Qué se pide —
(a) En el relato sobre Belén, ¿qué separa dos mundos en la tierra que vio nacer a Jesús?
(b) Prolonga el relato sobre Belén a partir de donde termina.

Texto de partida —
******

Me siento preparado para recibir al Señor en comunión; en este lugar en el que su presencia se hace tan patente, no sólo por la historia acumulada como una pátina en cada rincón del oratorio, sino también por la grandeza de fe que se desprende de los fieles congregados, de esa mujer casi niña postrada frente al altar que mientras se cubre el rostro con las manos como queriendo excluirse de este mundo, se pliega sobre sí misma hasta apoyar la frente en el suelo en un gesto de humildad y entrega infinito.
Conducimos hasta Belén y encontramos la imagen más cruel de la intransigencia entre los pueblos, entre las civilizaciones. Se hace patente el desencuentro, la iniquidad de sus gobernadores y hasta de sus guías espirituales, que lejos de mirar hacia un solo Dios se afanan en conseguir poder y acólitos para su causa.


Un vergonzante muro de hormigón y alambradas separa dos mundos en una tierra que vio nacer a Jesús, símbolo de la paz, profeta para musulmanes y hebreos. Olvidadas sus enseñanzas, unos y otros se odian dispuestos a no descansar hasta eliminar al adversario. Pero nosotros, como cristianos, cruzamos caminando aquel tránsito de poder con la mera intención de visitar un lugar santo. Un buen hombre se encargará de mostrarnos desde su piedad y fe en el Islam cada rincón que recuerda al niño Dios.
Sobre un terreno acolinado y yermo se extiende esta pequeña ciudad árabe conservando la memoria de los siglos y adaptándose a los nuevos visitantes judíos, que al no renunciar a su pasado milenario y cierto, se presencian en núcleos esporádicos envolviendo y vigilando la población y sus pobladores.
La cueva de los pastorcillos, las ruinas bizantinas que en su día fueron templos y basílicas en honor de la anunciación del ángel, los pozos de agua antiquísimos, muestra de la bondad bíblica de estos lugares, los caminos, en fin, que descienden a los valles, te sitúan ciertamente en el entorno del nacimiento de Jesús.

******

Datos proporcionados —
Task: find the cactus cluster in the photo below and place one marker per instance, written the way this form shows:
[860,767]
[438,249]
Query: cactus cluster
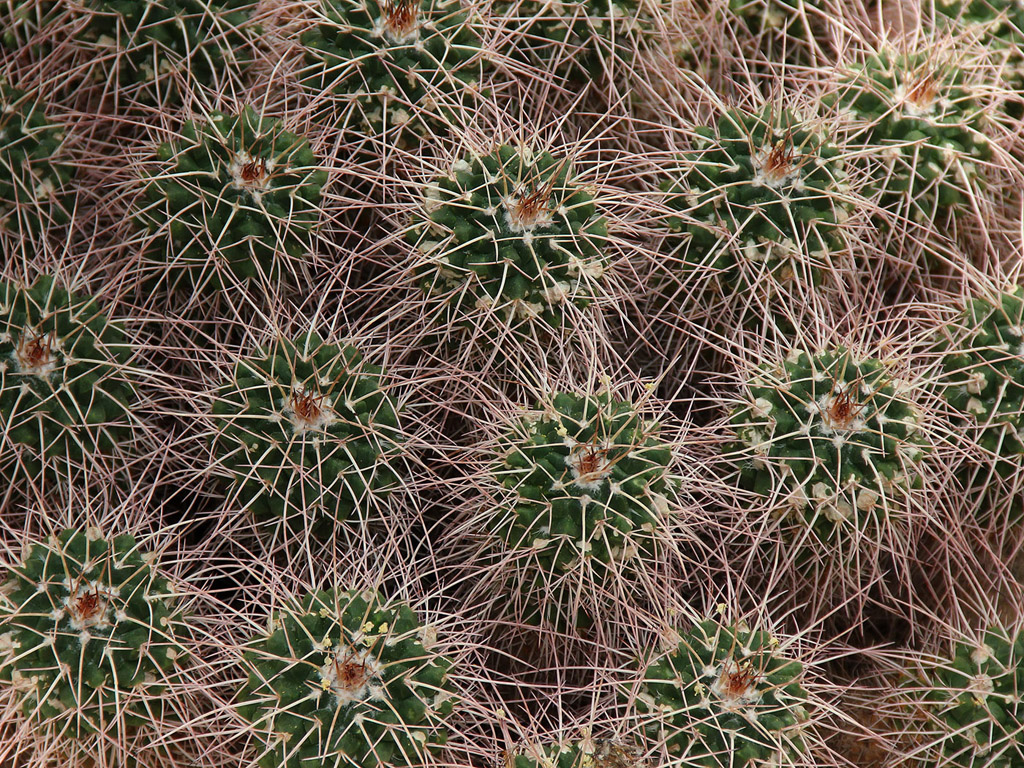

******

Respuestas —
(a) Un vergonzante muro de hormigón y alambradas.

(b)
A la Basílica de la Natividad se accede a través de una pequeña abertura, casi un resquicio bajo un arco tapiado, que llaman Puerta de la Humildad, recordatorio de lo insignificantes que somos como hombres mortales. De forma tan sencilla te introduce en una nave basta y vacía, flanqueada por imponentes columnas que soportan una techumbre de tiempos de los Cruzados. Un aire de arcaísmo envuelve también este santo lugar, al que llegan, como a tantos otros, decenas, centenares de peregrinos venidos de las tierras más lejanas, para rendirse ante el lugar que el profeta Isaías anunció como aquel donde vendría al mundo el Mesías. Se cumplió la profecía y, así, en La Gruta de la Natividad, una estrella de plata incrustada en la losa de una pequeña cueva – casi una hornacina – dentro de la cueva, muestra al mundo, ¡clama!, el pequeño espacio -quizás la indefensión del niño Dios- donde tuvo lugar el nacimiento. Una vez más la fe tiene que acudir en mi ayuda para abstraerme de otros estímulos, otras prisas, y observar con vehemencia tan entrañable lugar.
Belén posee un deslumbrante mercado turco donde se respira a fondo la historia de antiguos pobladores que impregnaron con su sangre, sus costumbres y su religión, las callejuelas y plazoletas que suben y bajan abarrotadas de mercancías y luz. Es un consuelo que a veces las civilizaciones respeten tesoros arquitectónicos de sus predecesoras para deleite de venideras.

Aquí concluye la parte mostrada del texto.